CHALLENGE:
Using the database discussion below, answer each item in a few words.
(a) How many authentications per second was the redesigned setup shown handling?
(b) Where must the match clause go for MySQL to return only rows with non-zero relevance?
(c) On Linux or Windows NT, what must code be written to use in order to support multiprocessing?

EXCERPT TO READ:
--- BEGIN ---

After three months of testing, data collection, and analysis, I redesigned the mess. USR literally laughed at my design because it made between three and six queries depending on the user. They stopped laughing when I showed one of their engineers the setup actively handling over 100 authentications per second. The USERS table, holding 10,000 entries, was about 2M.
actually, in the mysql fulltext search docs the mysql guys do a decent job of detailing the _two_ options for querying the fulltext index. putting the "match (a,b) against ('words')" in the "select" list returns the relevance rank against all rows in the table, including those with zero relevance. if you put the match clause as part of the "where" clause then mysql returns only those rows with non-zero relevance, ordered by the relevance score (but the relevance score is not one of the return columns).
- mark
Which of them is most stable (with HUGE databases) ?
What does HUGE mean? Gigabytes? Terabytes? Exebytes? Also, size is not the only metric involved in stability. Stability with a given number of records or fields, for instance. A 100 gigabyte database could have 10 records or a million records. Depends on how big each record is. Another metric is the number of simulatenous requests it can handle. One might work fine if it gets a 100 requests at a time, but chokes if it gets a 1000 requests at a time. A million record database might be only accessed by 2 clients at a time...size doesn't equal number of users.
Which of them is most likely to be able to recover withouth glich from an "impure" shutdown ?
Good point, but they're probably about the same in that regard (just taking an educated guess here).
Which will benefit more from a HUGE ram quantity or multiple cpus ?
Most well-written software will take advantage of as much RAM as it can get. The question would be which program is better at managing its own memory?
As far as mutiple CPUs go, programs have to be written specifically to support multiprocessing. On Linux or Windows NT, for the most part, this means writing the code to use multiple threads. I'm not sure if either of them are or are not, but that would be a very good point.
My journal has hot
I don't know about MySQL, but from what I can tell psql for postgreSQL is fairly full featured in terms of wrapping SQL in functional language-- and comparing the minimal work I've done in GUI DB tools to the experiences I've had working in command line or Perl with pgsql, I'd take the non-gui process any day, it's much more direct, flexible, and doesn't suffer from the same tool-specific learning curve (i.e. solid Perl + solid SQL = extremely portable skill, whereas any of the listed commercial tools may or may not be portable-- this is important for both ramp-up time on new experiences/jobs/whatever, and for personal development or career building). As for the tools you mention, do any of these function via ODBC, and therefore have the capability to connect to any database with drivers? Not to say that you don't have a valid point, I'm just wondering if there isn't a good reason why the Free Software types haven't embraced GUI and ungeek-friendly tools...

--- END ---

(Labeled-object pointing entries)

--- BEGIN ---

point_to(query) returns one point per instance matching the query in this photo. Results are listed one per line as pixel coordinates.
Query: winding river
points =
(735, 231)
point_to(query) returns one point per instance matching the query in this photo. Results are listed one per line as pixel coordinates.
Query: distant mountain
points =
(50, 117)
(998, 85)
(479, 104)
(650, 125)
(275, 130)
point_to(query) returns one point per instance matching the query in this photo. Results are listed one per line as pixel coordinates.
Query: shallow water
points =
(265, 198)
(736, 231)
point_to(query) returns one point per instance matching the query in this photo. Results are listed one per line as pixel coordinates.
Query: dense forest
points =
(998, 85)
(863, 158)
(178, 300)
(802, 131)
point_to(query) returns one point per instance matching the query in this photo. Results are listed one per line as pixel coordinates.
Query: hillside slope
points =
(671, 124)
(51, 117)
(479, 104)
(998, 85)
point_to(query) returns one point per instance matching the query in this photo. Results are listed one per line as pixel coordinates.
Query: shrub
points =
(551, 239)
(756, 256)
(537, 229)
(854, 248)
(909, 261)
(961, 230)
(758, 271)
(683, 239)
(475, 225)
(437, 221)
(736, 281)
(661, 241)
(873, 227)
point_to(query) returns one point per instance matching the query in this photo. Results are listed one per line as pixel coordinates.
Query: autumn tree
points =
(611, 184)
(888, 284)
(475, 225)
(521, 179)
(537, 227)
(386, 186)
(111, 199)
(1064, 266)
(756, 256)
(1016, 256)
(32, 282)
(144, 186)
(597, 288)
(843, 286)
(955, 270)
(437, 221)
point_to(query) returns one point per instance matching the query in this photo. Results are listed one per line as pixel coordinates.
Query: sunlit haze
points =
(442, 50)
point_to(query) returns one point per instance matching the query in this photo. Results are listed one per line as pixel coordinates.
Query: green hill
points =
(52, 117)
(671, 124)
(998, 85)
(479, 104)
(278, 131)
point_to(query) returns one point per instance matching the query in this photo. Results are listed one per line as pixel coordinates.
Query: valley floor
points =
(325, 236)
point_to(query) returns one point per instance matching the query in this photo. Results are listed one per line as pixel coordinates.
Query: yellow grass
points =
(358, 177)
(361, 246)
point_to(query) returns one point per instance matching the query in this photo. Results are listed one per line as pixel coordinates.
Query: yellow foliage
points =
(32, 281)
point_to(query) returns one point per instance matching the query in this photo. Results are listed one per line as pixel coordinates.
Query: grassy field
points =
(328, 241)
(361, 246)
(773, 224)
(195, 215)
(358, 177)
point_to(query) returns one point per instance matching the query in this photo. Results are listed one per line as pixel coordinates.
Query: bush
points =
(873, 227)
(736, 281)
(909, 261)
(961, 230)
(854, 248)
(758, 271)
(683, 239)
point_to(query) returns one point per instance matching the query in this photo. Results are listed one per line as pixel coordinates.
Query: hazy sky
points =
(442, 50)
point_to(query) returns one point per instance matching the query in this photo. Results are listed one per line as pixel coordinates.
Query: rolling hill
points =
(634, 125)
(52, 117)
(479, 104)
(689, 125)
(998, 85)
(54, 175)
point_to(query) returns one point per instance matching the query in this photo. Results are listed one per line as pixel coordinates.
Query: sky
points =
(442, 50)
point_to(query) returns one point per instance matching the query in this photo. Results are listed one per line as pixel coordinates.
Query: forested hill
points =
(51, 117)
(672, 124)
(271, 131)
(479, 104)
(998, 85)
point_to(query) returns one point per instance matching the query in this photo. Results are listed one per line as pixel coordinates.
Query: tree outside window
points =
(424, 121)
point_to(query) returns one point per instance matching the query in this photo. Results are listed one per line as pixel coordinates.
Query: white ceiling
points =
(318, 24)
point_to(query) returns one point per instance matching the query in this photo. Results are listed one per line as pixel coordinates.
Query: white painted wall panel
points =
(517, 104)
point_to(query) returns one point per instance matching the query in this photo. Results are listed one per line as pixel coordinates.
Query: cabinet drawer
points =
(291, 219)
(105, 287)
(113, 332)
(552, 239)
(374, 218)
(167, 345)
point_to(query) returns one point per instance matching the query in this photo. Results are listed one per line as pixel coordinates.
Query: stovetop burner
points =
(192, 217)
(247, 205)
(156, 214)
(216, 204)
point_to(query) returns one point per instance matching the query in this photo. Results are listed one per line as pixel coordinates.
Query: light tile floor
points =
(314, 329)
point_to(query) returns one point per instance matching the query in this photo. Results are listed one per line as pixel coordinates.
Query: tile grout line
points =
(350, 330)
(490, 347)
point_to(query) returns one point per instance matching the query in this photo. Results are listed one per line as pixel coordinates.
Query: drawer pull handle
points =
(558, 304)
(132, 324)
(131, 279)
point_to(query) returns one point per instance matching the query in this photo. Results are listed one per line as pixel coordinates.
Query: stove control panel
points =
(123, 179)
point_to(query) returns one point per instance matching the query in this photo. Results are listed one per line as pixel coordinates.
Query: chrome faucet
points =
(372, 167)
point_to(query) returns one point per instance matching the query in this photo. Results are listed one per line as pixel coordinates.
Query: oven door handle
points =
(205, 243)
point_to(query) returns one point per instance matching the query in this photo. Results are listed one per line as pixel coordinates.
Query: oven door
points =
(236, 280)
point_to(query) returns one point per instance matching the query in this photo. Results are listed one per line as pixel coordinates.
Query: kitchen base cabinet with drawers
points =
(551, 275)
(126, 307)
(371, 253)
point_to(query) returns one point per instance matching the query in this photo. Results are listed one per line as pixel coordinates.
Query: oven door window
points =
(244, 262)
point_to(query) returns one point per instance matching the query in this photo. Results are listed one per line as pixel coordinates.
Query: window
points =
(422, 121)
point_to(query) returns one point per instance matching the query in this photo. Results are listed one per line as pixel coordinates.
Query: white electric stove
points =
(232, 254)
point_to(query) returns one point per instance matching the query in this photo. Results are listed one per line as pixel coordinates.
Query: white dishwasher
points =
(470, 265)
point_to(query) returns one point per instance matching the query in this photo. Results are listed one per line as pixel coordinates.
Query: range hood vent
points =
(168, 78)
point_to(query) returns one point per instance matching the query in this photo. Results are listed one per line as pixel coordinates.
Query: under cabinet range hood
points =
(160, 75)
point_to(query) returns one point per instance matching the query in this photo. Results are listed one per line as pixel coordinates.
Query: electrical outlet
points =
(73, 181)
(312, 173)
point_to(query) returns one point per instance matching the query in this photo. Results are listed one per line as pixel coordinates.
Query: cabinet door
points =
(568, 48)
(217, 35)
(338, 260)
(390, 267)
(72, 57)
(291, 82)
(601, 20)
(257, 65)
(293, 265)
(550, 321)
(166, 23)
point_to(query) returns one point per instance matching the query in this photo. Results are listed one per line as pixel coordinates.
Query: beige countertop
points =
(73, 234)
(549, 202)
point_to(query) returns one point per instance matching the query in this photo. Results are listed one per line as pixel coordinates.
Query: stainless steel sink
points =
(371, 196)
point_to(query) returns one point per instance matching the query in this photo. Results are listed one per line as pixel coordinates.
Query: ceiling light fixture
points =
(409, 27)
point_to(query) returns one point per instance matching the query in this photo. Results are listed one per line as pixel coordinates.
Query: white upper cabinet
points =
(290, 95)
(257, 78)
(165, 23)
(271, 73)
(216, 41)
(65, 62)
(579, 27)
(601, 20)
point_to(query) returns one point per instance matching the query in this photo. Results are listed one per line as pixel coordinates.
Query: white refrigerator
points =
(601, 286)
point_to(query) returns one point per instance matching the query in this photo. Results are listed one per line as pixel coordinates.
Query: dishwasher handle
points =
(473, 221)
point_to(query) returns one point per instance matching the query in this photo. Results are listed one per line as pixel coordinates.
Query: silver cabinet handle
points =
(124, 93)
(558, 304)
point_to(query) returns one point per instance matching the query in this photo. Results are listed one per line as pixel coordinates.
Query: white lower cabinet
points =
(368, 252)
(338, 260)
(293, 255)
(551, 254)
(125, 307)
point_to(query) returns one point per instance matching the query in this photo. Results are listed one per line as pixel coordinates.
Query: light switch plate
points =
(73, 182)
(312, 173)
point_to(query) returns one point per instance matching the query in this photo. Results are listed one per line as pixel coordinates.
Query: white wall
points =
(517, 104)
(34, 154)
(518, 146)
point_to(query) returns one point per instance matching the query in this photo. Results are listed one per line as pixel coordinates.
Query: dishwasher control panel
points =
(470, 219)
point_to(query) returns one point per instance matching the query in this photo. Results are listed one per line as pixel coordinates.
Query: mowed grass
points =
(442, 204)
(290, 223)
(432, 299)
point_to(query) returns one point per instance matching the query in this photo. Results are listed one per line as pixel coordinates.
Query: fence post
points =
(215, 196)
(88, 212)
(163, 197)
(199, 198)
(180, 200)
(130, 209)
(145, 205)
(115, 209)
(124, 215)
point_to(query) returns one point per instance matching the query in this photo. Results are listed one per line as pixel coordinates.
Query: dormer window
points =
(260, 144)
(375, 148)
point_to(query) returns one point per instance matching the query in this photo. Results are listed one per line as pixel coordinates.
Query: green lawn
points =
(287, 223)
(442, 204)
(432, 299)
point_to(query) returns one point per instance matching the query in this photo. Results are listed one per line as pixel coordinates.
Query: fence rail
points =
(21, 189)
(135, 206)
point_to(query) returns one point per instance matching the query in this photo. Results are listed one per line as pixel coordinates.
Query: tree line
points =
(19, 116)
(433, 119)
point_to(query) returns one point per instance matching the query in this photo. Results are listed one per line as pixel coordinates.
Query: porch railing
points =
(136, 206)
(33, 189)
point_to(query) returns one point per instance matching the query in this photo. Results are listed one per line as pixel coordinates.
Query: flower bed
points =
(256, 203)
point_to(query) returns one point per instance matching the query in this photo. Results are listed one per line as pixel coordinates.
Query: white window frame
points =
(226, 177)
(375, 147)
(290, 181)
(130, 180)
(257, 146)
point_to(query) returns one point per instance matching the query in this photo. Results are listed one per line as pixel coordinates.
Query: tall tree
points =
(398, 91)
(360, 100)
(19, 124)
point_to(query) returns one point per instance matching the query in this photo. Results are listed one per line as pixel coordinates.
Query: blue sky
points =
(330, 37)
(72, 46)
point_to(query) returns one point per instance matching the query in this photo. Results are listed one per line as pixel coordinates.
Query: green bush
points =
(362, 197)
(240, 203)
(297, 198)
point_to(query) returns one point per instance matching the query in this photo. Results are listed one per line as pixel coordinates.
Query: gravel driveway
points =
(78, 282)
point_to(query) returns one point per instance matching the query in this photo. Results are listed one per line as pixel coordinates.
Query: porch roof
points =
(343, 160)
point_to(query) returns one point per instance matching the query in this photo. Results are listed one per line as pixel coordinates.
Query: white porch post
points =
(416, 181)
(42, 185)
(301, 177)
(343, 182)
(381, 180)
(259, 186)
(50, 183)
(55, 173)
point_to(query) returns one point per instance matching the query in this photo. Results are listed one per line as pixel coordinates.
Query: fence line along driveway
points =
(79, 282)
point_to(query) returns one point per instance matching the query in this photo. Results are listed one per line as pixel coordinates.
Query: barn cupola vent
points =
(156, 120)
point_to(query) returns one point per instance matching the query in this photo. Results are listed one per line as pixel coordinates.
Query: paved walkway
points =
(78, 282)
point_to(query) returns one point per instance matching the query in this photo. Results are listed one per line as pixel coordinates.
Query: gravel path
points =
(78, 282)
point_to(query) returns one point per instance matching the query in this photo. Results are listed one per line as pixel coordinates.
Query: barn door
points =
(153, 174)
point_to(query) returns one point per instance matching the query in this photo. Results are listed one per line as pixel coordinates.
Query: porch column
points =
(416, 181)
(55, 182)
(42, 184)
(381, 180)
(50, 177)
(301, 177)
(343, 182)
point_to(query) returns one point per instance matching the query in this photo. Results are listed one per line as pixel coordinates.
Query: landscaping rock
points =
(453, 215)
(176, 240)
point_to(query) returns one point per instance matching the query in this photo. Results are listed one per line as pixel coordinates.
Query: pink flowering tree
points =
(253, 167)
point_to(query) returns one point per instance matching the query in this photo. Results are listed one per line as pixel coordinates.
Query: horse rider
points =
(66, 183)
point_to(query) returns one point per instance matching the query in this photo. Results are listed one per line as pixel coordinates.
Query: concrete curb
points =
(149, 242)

--- END ---

OUTPUT:
(a) Over 100 authentications per second.
(b) In the "where" clause.
(c) Multiple threads.